→ **About this task**
Write out each line below precisely, passing over the pictures.

○ ○ ○

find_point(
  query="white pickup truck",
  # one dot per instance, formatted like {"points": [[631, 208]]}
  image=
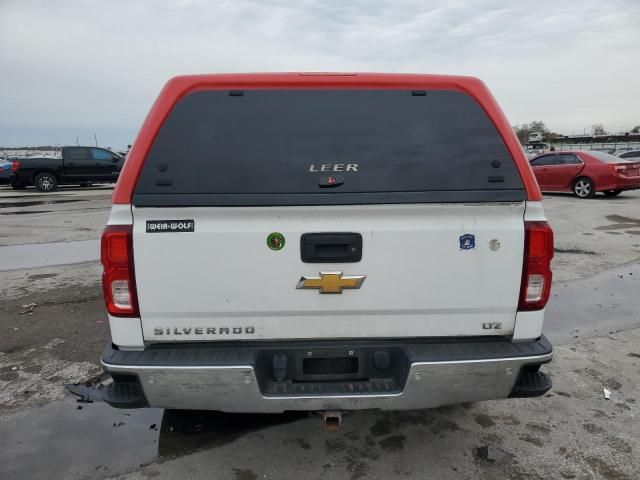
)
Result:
{"points": [[325, 242]]}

○ ○ ○

→ **Exercise solution**
find_point(
  query="white pickup truck",
  # one dot per instance, formatted like {"points": [[631, 208]]}
  image=
)
Result:
{"points": [[325, 242]]}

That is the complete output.